Required work »
List every line of the entries below that contains the string "shirt", matching case exactly.

Excerpted records »
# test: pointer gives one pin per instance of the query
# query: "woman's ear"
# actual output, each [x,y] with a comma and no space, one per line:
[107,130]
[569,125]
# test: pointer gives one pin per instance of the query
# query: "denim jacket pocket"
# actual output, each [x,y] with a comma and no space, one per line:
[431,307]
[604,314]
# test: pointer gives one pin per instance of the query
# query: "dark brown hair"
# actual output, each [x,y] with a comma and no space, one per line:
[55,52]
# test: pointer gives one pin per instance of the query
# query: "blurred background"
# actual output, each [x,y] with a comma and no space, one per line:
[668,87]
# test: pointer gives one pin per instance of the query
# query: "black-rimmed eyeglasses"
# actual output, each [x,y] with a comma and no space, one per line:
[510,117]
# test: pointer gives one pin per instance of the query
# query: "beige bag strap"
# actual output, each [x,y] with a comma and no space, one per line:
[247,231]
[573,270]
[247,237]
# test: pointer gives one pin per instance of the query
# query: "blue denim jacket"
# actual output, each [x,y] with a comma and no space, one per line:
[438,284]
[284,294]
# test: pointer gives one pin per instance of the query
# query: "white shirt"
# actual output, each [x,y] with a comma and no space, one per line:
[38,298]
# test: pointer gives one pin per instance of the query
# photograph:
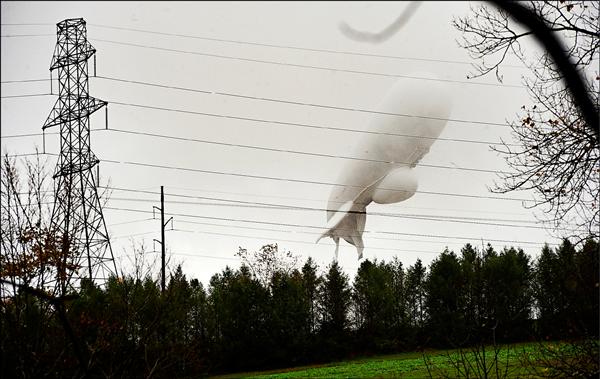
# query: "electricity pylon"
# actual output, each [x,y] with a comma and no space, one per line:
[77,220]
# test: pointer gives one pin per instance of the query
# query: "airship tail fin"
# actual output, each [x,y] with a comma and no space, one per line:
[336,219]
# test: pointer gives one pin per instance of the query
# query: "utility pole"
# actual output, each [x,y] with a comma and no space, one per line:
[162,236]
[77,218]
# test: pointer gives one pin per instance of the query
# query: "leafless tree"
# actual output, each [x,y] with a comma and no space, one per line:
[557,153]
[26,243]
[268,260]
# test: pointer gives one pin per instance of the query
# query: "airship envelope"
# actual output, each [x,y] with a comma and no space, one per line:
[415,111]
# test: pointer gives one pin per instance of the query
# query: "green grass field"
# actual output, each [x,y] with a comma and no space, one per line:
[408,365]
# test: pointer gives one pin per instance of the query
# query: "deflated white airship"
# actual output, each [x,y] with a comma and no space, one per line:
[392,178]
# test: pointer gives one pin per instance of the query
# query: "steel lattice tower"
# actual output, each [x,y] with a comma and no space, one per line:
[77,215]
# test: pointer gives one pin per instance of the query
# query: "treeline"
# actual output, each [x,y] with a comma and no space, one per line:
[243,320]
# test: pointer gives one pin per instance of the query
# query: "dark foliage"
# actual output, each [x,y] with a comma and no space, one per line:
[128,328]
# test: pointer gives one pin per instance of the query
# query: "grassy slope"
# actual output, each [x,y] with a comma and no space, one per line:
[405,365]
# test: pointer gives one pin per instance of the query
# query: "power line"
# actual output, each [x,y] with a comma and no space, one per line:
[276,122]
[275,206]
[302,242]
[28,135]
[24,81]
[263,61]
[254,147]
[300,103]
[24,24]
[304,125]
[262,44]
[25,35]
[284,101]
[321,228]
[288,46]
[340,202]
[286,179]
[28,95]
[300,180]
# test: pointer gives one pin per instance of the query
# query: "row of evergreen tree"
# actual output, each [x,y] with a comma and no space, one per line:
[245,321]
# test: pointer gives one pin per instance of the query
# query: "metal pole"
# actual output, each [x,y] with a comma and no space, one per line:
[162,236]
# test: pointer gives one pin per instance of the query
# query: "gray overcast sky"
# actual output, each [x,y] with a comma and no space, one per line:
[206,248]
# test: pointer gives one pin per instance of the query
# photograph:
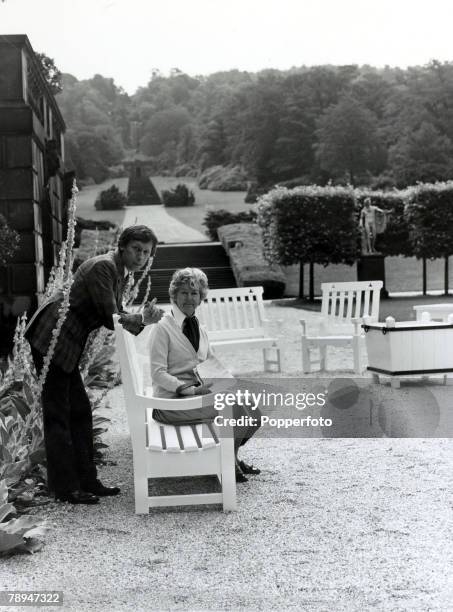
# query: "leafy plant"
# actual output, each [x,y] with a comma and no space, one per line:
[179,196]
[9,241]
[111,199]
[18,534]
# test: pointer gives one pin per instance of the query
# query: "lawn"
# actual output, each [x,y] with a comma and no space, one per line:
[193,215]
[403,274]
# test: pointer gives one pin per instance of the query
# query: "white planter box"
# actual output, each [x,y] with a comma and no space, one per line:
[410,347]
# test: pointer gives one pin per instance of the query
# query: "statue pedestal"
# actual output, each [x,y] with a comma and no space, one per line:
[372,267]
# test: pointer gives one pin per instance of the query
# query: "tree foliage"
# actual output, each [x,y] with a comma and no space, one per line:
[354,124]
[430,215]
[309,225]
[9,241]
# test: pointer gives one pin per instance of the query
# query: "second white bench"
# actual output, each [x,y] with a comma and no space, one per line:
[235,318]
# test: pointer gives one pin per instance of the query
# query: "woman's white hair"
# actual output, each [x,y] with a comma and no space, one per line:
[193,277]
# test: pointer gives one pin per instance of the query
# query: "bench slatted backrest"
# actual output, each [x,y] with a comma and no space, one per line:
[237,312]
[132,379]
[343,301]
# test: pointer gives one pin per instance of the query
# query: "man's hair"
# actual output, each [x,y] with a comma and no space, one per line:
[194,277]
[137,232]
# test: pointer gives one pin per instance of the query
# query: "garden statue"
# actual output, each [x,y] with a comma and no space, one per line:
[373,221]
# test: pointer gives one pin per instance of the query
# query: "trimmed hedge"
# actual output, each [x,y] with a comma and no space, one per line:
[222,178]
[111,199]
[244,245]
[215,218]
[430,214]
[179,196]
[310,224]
==
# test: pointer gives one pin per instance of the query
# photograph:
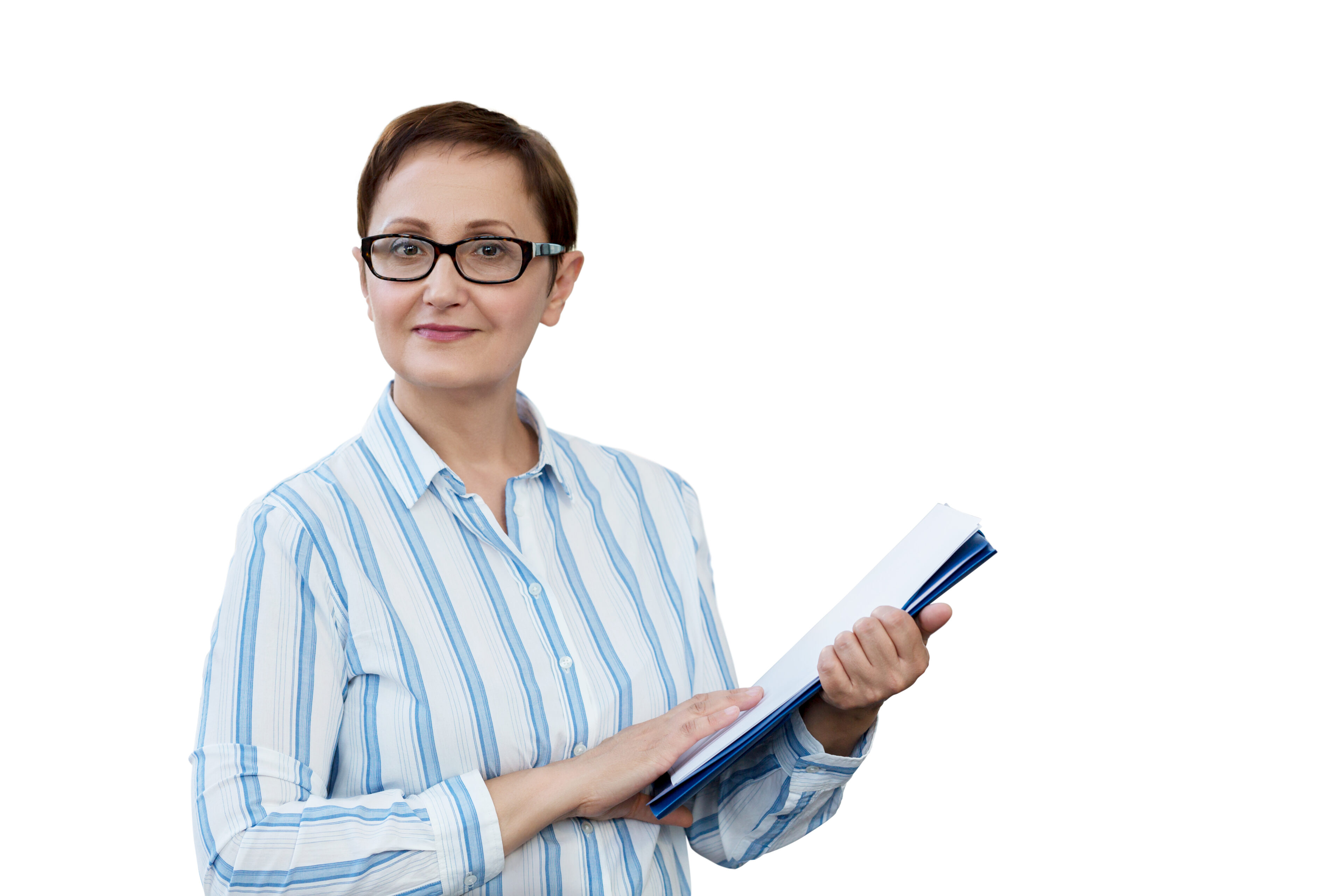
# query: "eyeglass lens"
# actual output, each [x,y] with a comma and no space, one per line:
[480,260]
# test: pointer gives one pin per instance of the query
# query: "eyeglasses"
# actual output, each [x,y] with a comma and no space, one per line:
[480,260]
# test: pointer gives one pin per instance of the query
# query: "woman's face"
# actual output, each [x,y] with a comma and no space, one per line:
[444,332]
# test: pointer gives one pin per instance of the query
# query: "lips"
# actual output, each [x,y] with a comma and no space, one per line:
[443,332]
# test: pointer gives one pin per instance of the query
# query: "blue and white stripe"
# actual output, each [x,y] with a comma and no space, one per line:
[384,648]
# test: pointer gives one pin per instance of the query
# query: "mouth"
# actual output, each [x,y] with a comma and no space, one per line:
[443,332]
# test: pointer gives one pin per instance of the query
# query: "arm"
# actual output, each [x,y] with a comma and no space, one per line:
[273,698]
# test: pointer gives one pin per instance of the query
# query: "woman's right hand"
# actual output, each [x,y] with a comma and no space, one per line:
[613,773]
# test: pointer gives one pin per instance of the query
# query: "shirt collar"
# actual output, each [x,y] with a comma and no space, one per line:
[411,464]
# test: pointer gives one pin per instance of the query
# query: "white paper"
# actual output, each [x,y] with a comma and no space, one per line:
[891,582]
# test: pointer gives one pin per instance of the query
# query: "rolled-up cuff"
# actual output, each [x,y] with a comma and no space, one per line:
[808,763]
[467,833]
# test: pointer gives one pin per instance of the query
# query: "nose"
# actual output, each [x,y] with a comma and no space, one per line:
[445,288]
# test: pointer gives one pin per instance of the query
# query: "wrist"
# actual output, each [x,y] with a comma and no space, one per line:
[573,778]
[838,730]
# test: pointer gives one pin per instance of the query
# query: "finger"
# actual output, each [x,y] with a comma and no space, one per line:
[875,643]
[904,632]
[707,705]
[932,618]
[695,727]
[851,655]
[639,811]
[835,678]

Finished task »
# query: "white shirt"
# query: "shirt collar"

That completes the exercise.